### WORK TO COMPLETE
Print everything from "S&P Cotality Case-Shiller Index" down to "and 2.6%, respectively." in the Case-Shiller index release, with every word and punctuation mark unchanged.

### TEXT
####

S&P Cotality Case-Shiller Index Records Annual Gain in June 2025

  • The U.S. National Index, the 20-City Composite, and the 10-City Composite continue to display growth with 1.9%, 2.1% and 2.6%, respectively.
  • Housing wealth erodes in real terms for second consecutive month, with home price gains of 1.9% trailing consumer inflation of 2.7%.
  • Regional leadership flips as New York (7.0%) and Chicago (6.1%) outpace former pandemic darlings Tampa (-2.4%) and Phoenix (-0.1%).
NEW YORK, AUGUST 26, 2025: S&P Dow Jones Indices (S&P DJI) today released the June 2025 results for the S&P Cotality Case-Shiller Indices, formerly known as the S&P CoreLogic Case-Shiller Indices. More than 27 years of history are available for the data series and can be accessed in full by going to https://www.spglobal.com/spdji/en/index-family/indicators/sp-cotality-case-shiller/.

ANALYSIS

"June's results mark the continuation of a decisive shift in the housing market, with national home prices rising just 1.9% year-over-year—the slowest pace since the summer of 2023" said Nicholas Godec, CFA, CAIA, CIPM, Head of Fixed Income Tradables & Commodities at S&P Dow Jones Indices. "What makes this deceleration particularly noteworthy is the underlying pattern: The modest 1.9% annual gain masks significant volatility, with the first half of the period showing declining prices (-0.6%) that were more than offset by a 2.5% surge in the most recent six months, suggesting the housing market experienced a meaningful inflection point around the start of 2025.

"The geographic divergence has become the story's defining characteristic. New York's 7.0% annual gain stands as a stark outlier, leading all markets by a wide margin, followed by Chicago (6.1%) and Cleveland (4.5%). This represents a complete reversal of pandemic-era patterns, where traditional industrial centers now outpace former darlings like Phoenix (-0.1%), Tampa (-2.4%), and Dallas
(-1.0%). Tampa's decline marks the worst performance among all tracked metros, while several Western markets including San Diego (-0.6%) and San Francisco (-2.0%) have joined the negative column—a remarkable transformation from their earlier boom years.

"For the first time in years, home prices are failing to keep pace with broader inflation,"Godec observed. “From June 2024 to June 2025, the Consumer Price Index climbed 2.7%, substantially outpacing the 1.9% gain in national home prices. This reversal is historically significant: During the pandemic surge, home values were climbing at double-digit annual rates that far exceeded inflation, building substantial real wealth for homeowners. Now, American housing wealth has actually declined in inflation-adjusted terms over the past year—a notable erosion that reflects the market's new equilibrium.

“The monthly patterns in June reveal a market caught between seasonal forces and underlying weakness. While 13 of 20 metros posted monthly gains before seasonal adjustment, the national index managed just 0.1% growth. After seasonal adjustment, all three headline composites declined, with the National Index falling 0.3%, suggesting that underlying housing demand remains weak despite normal seasonal buying patterns.

“Looking ahead, this housing cycle's maturation appears to be settling around inflation-parity growth rather than the wealth-building engine of recent years,Godec concluded. “The regional rotation from Sun Belt to traditional industrial centers likely reflects more sustainable fundamentals—employment growth, relative affordability, and demographic shifts that favor established metros over speculative markets. While this represents a loss of the extraordinary gains homeowners enjoyed from 2020-2022, it may signal a healthier long-term trajectory where housing appreciation aligns more closely with broader economic fundamentals than speculative excess.

####

### DATASET CONTENT
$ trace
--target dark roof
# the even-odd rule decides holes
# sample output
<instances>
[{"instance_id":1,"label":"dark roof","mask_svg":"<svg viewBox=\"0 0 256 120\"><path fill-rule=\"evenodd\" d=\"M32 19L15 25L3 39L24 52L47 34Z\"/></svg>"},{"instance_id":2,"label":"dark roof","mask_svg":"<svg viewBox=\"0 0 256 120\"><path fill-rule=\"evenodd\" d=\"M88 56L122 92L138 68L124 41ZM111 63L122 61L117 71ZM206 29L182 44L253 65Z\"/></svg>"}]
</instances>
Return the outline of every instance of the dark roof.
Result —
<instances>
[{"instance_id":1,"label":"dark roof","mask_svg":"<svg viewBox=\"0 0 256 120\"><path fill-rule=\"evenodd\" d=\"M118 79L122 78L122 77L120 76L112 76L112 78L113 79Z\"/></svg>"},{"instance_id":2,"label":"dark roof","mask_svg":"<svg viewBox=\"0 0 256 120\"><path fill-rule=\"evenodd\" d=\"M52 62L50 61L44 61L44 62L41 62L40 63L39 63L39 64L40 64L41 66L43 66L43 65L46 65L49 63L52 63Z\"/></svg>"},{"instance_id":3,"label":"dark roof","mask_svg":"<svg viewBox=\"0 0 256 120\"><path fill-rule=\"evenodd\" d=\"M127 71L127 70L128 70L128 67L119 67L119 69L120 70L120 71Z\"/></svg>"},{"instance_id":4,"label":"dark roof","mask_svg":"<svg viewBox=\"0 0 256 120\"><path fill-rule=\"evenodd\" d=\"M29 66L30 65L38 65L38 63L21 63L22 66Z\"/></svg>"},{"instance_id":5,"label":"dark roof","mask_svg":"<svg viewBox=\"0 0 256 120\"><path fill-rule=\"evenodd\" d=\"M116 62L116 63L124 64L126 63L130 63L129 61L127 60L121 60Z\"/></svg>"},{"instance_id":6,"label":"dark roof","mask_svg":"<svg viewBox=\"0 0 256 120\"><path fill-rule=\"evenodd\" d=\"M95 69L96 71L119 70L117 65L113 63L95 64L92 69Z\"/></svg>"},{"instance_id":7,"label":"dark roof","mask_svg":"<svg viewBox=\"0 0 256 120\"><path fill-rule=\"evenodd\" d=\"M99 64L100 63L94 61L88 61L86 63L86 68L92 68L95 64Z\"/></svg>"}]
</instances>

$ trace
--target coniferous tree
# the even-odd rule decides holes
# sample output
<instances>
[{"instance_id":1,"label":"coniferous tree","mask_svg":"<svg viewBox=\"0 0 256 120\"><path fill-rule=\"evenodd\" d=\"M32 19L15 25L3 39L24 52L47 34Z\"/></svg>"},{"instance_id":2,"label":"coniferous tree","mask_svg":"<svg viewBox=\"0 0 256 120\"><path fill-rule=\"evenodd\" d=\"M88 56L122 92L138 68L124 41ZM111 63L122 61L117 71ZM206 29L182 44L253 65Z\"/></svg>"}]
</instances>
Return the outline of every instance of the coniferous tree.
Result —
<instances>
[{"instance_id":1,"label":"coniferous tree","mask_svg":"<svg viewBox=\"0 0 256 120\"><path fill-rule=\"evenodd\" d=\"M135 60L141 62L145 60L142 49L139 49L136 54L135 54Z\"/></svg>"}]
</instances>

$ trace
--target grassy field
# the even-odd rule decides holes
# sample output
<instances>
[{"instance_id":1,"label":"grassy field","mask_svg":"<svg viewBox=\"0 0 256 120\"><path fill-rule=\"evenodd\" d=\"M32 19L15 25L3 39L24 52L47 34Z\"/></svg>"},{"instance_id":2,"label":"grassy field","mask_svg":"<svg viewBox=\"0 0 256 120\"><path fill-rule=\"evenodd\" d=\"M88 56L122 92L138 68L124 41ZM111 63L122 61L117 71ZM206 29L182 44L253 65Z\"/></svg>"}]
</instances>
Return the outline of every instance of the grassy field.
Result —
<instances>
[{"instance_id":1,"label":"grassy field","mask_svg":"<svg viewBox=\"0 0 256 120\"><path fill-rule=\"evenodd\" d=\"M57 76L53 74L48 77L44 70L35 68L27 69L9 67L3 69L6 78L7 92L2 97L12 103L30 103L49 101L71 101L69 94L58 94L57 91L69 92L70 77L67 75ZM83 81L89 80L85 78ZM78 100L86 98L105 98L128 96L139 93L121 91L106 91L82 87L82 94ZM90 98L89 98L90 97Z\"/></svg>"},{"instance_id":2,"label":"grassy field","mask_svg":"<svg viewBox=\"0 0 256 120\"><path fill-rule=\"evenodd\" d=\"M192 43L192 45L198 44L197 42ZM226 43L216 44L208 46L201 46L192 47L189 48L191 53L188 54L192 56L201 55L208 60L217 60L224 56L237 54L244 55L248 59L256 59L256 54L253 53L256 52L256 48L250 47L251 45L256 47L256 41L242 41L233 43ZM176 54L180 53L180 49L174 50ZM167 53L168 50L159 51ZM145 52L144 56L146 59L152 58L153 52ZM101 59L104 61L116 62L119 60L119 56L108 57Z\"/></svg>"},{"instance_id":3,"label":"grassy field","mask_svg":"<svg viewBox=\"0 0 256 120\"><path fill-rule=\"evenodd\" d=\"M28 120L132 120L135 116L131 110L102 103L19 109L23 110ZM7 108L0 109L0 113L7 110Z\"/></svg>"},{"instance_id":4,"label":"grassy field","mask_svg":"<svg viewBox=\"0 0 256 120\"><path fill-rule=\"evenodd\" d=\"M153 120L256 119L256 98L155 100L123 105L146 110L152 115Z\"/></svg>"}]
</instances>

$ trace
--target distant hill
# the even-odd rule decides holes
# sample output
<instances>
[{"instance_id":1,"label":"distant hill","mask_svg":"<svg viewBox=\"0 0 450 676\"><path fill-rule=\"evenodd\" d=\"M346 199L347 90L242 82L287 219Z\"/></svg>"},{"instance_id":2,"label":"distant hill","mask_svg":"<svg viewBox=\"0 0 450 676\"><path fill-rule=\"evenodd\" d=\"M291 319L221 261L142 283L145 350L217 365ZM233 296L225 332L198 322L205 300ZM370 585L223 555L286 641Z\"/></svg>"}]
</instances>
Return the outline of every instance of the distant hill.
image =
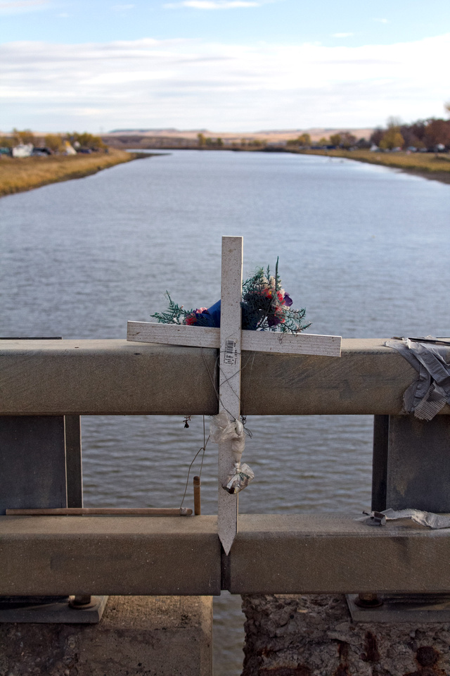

####

### REPLY TO THE EXERCISE
S&P Cotality Case-Shiller Index Records Annual Gain in June 2025

  • The U.S. National Index, the 20-City Composite, and the 10-City Composite continue to display growth with 1.9%, 2.1% and 2.6%, respectively.